===== Input material =====
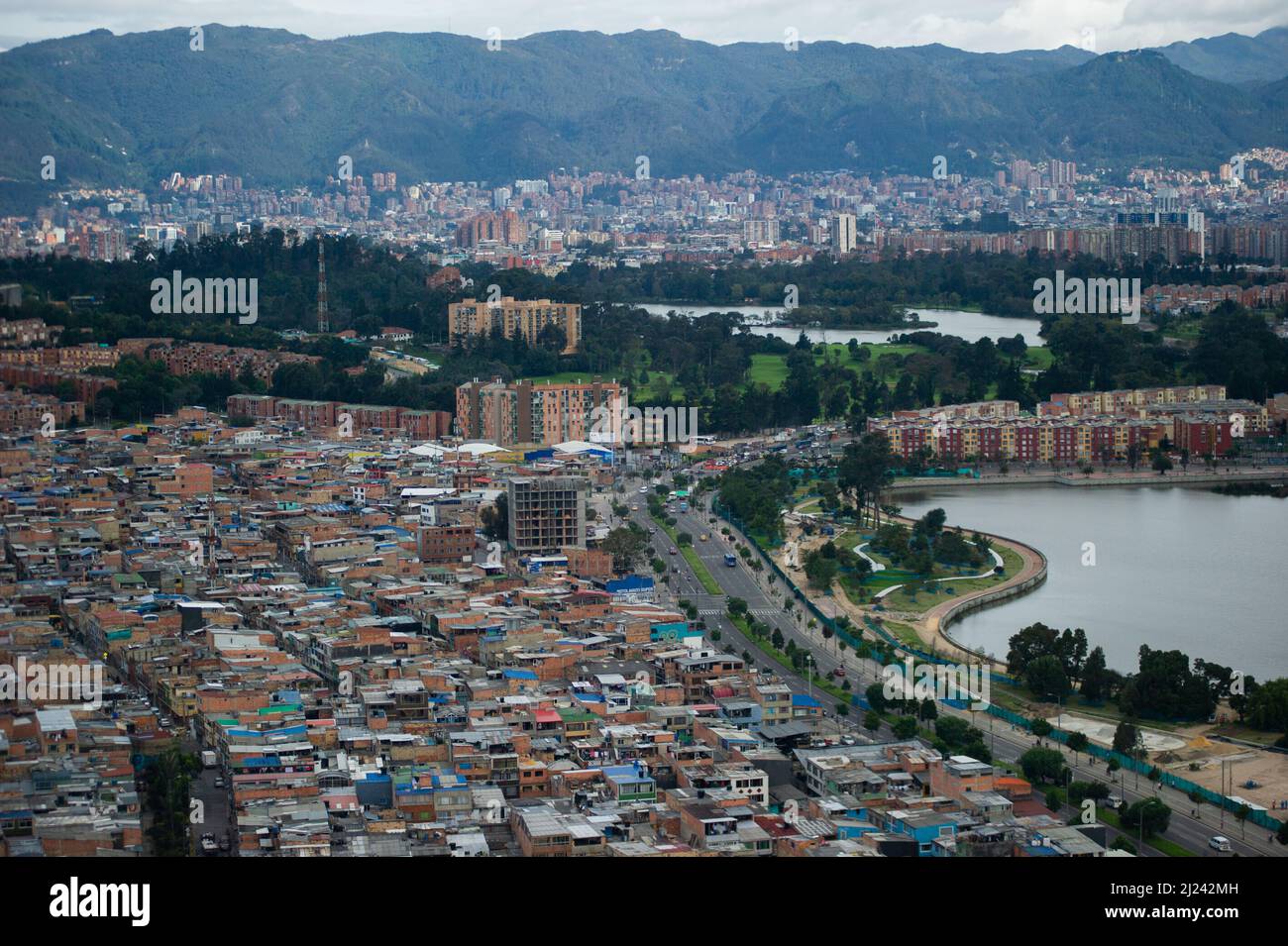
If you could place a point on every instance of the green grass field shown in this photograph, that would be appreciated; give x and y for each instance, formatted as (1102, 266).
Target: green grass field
(772, 369)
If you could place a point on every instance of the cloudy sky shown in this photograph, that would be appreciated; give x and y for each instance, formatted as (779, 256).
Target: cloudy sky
(975, 25)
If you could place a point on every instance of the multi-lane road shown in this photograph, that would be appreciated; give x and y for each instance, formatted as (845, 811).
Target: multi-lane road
(767, 602)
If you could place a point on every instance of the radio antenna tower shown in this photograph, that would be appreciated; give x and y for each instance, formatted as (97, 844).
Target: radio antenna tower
(323, 321)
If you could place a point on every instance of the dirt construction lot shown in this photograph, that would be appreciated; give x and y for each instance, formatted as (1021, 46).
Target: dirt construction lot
(1267, 769)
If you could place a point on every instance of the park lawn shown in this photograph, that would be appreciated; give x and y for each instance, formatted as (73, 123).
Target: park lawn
(1162, 845)
(1038, 357)
(914, 596)
(699, 569)
(768, 369)
(772, 369)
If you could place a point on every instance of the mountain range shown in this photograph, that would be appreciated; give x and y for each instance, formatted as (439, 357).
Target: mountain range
(281, 108)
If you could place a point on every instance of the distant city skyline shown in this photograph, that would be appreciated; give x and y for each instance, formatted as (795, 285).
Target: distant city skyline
(991, 26)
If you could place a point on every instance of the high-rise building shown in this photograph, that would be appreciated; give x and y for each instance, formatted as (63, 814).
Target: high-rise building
(845, 233)
(548, 512)
(511, 317)
(503, 227)
(527, 413)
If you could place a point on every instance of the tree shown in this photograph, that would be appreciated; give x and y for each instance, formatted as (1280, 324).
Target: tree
(626, 545)
(1042, 765)
(1046, 679)
(1077, 743)
(496, 519)
(876, 696)
(1095, 678)
(905, 727)
(1149, 815)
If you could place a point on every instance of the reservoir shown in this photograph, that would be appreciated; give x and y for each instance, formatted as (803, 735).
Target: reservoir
(970, 326)
(1177, 569)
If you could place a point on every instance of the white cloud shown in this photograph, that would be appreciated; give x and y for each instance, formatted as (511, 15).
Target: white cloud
(984, 26)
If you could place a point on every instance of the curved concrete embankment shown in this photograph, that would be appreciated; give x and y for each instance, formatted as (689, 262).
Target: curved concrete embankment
(1030, 576)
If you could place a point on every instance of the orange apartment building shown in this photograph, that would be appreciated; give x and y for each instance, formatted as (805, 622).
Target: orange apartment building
(526, 413)
(524, 318)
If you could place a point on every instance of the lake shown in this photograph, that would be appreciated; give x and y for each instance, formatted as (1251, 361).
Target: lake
(970, 326)
(1177, 569)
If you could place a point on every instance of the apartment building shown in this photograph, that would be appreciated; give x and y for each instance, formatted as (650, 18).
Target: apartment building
(514, 318)
(527, 413)
(548, 512)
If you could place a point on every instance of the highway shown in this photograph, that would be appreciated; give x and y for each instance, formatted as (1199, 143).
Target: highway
(765, 602)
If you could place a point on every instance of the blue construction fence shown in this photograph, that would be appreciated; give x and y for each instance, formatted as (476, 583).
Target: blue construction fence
(1127, 762)
(1144, 768)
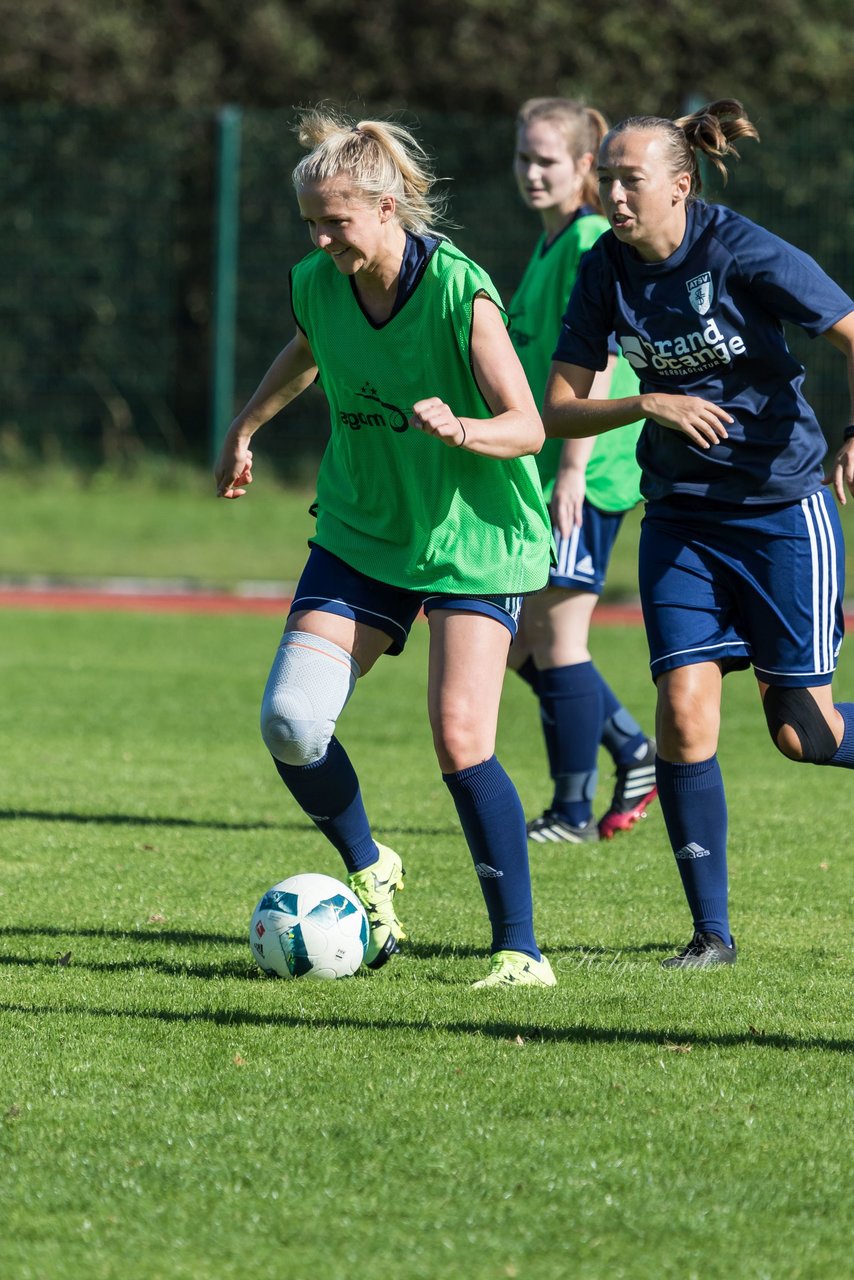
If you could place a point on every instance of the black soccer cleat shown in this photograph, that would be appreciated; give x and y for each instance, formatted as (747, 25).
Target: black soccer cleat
(703, 951)
(549, 828)
(633, 794)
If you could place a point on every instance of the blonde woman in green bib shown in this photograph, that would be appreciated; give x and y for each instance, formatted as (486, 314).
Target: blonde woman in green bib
(590, 485)
(428, 498)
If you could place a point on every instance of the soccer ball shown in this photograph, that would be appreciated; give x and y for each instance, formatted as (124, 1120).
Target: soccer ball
(309, 926)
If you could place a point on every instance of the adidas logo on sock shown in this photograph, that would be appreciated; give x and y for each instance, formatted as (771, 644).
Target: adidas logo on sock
(689, 851)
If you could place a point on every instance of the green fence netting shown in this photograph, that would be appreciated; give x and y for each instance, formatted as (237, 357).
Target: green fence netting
(109, 227)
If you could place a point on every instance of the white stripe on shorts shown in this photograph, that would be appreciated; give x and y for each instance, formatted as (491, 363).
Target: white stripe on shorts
(823, 566)
(567, 552)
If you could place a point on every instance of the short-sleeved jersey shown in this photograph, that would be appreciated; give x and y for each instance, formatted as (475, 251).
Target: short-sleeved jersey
(393, 502)
(708, 321)
(535, 310)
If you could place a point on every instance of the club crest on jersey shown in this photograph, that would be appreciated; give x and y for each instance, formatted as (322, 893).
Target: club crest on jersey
(700, 292)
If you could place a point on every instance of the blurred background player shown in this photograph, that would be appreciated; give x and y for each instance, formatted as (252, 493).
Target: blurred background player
(590, 485)
(425, 499)
(741, 557)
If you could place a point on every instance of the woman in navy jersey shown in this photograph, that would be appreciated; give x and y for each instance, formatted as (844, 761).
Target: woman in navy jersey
(590, 485)
(741, 558)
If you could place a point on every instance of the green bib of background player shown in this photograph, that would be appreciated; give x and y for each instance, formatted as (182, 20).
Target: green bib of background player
(393, 502)
(612, 474)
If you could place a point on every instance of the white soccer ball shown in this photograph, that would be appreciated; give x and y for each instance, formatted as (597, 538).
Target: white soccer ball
(309, 926)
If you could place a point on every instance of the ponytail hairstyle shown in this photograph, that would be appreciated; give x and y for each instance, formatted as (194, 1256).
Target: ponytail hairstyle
(583, 129)
(378, 158)
(711, 129)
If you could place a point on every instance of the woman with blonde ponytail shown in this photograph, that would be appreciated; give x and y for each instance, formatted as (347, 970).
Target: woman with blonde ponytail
(428, 498)
(741, 556)
(590, 485)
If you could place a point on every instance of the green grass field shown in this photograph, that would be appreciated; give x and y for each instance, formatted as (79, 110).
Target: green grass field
(167, 1112)
(167, 524)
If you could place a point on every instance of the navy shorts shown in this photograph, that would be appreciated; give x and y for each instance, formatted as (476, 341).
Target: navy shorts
(332, 586)
(744, 586)
(583, 557)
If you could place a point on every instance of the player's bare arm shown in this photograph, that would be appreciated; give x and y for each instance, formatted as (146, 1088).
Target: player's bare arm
(292, 370)
(841, 471)
(570, 412)
(515, 428)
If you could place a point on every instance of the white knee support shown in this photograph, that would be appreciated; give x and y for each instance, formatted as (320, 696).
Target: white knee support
(307, 689)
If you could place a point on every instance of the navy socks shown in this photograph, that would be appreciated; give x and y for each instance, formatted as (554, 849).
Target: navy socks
(328, 792)
(694, 808)
(621, 735)
(571, 704)
(844, 755)
(493, 823)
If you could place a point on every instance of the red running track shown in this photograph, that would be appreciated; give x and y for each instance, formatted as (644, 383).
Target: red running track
(222, 603)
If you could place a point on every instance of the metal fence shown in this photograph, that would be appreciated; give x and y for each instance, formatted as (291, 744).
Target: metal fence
(147, 255)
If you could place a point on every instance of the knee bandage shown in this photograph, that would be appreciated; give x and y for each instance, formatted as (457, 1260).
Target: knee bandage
(307, 689)
(799, 711)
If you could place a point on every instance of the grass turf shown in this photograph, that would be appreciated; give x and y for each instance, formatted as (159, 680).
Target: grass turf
(165, 524)
(168, 1112)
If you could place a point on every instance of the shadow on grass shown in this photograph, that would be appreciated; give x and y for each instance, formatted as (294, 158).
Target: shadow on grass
(128, 819)
(503, 1031)
(132, 819)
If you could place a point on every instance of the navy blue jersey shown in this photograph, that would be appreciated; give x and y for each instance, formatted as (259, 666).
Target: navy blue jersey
(708, 321)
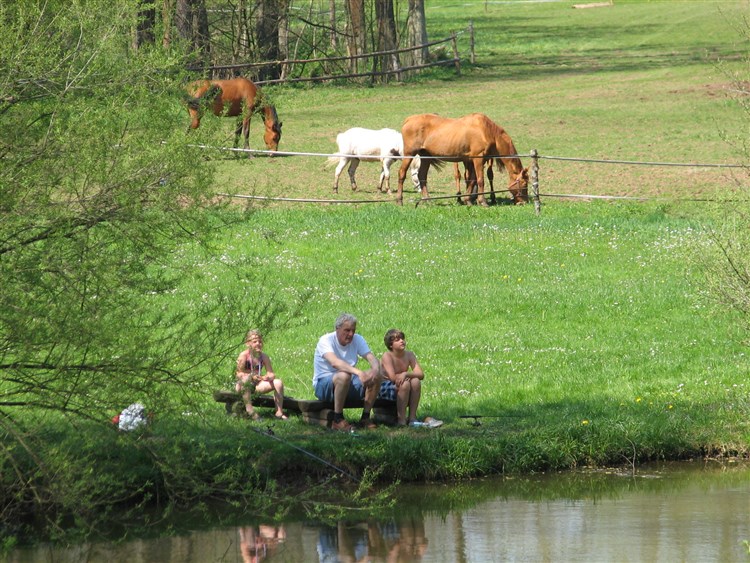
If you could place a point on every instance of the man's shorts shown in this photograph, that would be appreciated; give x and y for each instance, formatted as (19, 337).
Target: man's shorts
(324, 389)
(388, 391)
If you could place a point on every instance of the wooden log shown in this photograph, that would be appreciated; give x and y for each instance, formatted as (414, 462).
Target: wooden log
(312, 411)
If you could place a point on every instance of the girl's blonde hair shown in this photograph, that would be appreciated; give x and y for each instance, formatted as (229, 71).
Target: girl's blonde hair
(253, 332)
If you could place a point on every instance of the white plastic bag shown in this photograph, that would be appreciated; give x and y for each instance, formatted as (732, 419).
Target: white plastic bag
(133, 417)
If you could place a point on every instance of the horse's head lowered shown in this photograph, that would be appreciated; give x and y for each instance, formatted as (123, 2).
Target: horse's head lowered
(272, 136)
(518, 186)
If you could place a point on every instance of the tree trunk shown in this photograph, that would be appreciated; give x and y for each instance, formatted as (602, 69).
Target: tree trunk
(416, 33)
(356, 33)
(267, 36)
(191, 21)
(386, 36)
(332, 14)
(166, 19)
(284, 35)
(144, 28)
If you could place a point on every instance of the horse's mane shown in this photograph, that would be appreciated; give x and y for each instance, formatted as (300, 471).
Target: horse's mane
(194, 102)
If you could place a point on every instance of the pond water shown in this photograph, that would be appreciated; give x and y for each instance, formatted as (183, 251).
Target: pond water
(673, 512)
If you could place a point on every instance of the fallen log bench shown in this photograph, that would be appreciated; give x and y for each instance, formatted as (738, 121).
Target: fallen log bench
(312, 412)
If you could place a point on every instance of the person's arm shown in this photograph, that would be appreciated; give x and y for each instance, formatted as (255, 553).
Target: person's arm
(416, 370)
(241, 362)
(389, 370)
(340, 365)
(389, 367)
(270, 375)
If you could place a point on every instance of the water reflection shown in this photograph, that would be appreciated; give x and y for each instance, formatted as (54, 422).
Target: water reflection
(686, 512)
(258, 543)
(404, 540)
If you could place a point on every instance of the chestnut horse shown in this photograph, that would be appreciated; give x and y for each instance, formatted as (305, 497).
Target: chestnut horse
(236, 97)
(473, 139)
(470, 179)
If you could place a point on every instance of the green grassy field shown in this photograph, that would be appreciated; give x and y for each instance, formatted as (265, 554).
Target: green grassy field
(588, 323)
(636, 81)
(586, 334)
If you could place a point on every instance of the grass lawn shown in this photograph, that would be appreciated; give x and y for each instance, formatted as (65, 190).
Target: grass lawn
(587, 325)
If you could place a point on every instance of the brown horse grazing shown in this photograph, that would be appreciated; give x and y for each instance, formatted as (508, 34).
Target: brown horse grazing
(473, 139)
(233, 98)
(470, 179)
=====
## Goal:
Retype the part of the material that opens with the line containing "as (779, 256)." and closes with the line containing "(1267, 769)", including both of those lines, with every character unchanged.

## Exercise answer:
If you could place a point on every instance of the cloudy sky shown in this photograph, that would be appreciated; give x and y for each instance, formatted as (779, 256).
Target: cloudy sky
(975, 25)
If you could place a point on every instance of the multi-lane road shown in this photograph, that would be appreciated; give x and y for each instance, formatted as (845, 811).
Target: multi-lane road
(767, 602)
If you could place a point on every instance of the radio antenna tower shown in this photograph, that would be appreciated; give x and y for each instance, formatted as (97, 844).
Target: radio antenna tower
(323, 321)
If you could place a point on every instance of the dirt construction lot shown in this photograph, that would be appreciated; give x and y for each instance, formatted as (1021, 46).
Target: dirt construction lot
(1267, 769)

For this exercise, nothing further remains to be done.